Problem requirements — Please continue the text on the dilution effect and Lyme disease in New York, starting after its last sentence.

Supplied text —
^^^^^^^^

Nicolas Koutsikas is a co-author, along with Émeraude Zervoudis, of the investigative documentary “Stopping the next pandemic” directed by Xavier Deleu and which will be broadcast on ARTE on November 11, 2023, at 11:15 PM.
The “Dilution Effect,” studied by Richard Ostfeld at the Cary Institute of Ecosystem Studies in New York and Fellicia Keesing at Bard College in New York, is a concept in eco-epidemiology that suggests that the presence of a wide variety of animal species in an environment can reduce the risk of transmission of an infectious disease from one animal to another, including humans.
The Importance of Species Diversity
Species diversity reduces the number of susceptible mammals to disease transmission. The more species diversity, the less concentrated the transmission phenomenon is on a single species, reducing the risk of pathogen spread. However, empirical evidence to support this hypothesis still presents inconsistencies and depends on the mode of pathogen transmission.
The Case of Lyme Disease in New York
In the case of Lyme disease, the dilution effect occurs when the pathogen, the bacterium Borrelia burgdorferi, must infect a large number of different hosts to spread. If the environment is rich in animal species, the bacterium has a higher chance of infecting a host that is not susceptible to the disease. This reduces the probability that the bacterium will be transmitted to a susceptible host, such as humans.
There is evidence that the dilution effect may play a role in preventing Lyme disease in New York. A study published in 2018 showed that areas in New York with greater species diversity of birds had a lower Lyme disease rate. The study suggested that the presence of a wide variety of birds provided more opportunities for the Borrelia burgdorferi bacterium to infect a host that was not susceptible to the disease.
Another study, published in 2021, showed that areas in New York with greater species diversity of mammals had a lower Lyme disease rate. The study suggested that the presence of a wide variety of mammals provided more opportunities for the Borrelia burgdorferi bacterium to infect a host that was not susceptible to the disease.

^^^^^^^^

Available data —
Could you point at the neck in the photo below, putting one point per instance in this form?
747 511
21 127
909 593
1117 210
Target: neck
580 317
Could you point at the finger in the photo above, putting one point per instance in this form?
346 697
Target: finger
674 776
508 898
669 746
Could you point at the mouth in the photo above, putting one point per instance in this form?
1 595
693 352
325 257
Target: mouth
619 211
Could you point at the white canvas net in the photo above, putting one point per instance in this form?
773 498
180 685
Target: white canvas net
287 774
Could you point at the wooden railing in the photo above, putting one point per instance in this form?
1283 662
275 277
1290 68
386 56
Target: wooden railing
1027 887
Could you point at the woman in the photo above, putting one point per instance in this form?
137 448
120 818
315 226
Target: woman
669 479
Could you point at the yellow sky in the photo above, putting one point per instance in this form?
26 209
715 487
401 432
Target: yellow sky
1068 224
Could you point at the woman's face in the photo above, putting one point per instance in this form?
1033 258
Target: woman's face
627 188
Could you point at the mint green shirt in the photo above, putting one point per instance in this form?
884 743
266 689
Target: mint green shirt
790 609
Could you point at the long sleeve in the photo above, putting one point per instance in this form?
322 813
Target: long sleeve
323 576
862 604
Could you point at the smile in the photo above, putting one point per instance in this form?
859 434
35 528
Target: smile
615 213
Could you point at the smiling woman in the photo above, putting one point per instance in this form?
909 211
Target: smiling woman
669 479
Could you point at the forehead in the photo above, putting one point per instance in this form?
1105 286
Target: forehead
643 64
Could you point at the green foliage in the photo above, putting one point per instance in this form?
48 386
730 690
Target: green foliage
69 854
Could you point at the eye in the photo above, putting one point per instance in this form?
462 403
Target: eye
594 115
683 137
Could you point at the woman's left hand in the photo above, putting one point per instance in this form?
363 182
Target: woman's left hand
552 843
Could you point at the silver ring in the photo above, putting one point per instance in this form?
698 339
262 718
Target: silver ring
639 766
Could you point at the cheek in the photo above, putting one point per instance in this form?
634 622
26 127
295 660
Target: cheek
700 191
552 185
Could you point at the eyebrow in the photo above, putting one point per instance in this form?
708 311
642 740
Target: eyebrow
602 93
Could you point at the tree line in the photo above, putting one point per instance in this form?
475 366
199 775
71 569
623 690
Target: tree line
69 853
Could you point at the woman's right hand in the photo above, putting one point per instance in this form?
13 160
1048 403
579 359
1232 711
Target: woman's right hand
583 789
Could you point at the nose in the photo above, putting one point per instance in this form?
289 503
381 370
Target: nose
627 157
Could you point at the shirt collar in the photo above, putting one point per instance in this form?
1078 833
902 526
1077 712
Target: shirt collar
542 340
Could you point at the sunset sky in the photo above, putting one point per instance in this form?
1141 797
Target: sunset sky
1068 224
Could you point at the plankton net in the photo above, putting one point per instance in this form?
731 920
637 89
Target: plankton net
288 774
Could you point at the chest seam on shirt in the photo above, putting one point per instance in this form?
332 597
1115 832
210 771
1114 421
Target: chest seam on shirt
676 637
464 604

^^^^^^^^

Your response —
Although these studies are observational, they provide strong evidence that biodiversity can play an important role in preventing Lyme disease in New York.
Can Biodiversity Protect Us from Infectious Diseases?
The dilution effect is valuable because it helps reduce the risk of infectious disease spread. By promoting the coexistence of different species within a community, the dilution effect disperses pathogens across a larger number of species, thereby reducing the concentration of transmission in a single species. This limits the opportunity for pathogens to spread rapidly and effectively.
In other words, when species diversity is high, pathogens have less chance of finding suitable hosts and reproducing rapidly, which reduces the number of infection cases.
A Brake on Disease Transmission?
The dilution effect can also be beneficial insofar as it promotes the presence of less susceptible or less likely reservoir species to be affected by diseases, thus limiting transmission to vulnerable species, including humans.
By understanding and preserving biodiversity and natural ecosystems, the dilution effect can play a significant role in preventing the emergence and spread of infectious diseases, which is essential for human and animal health.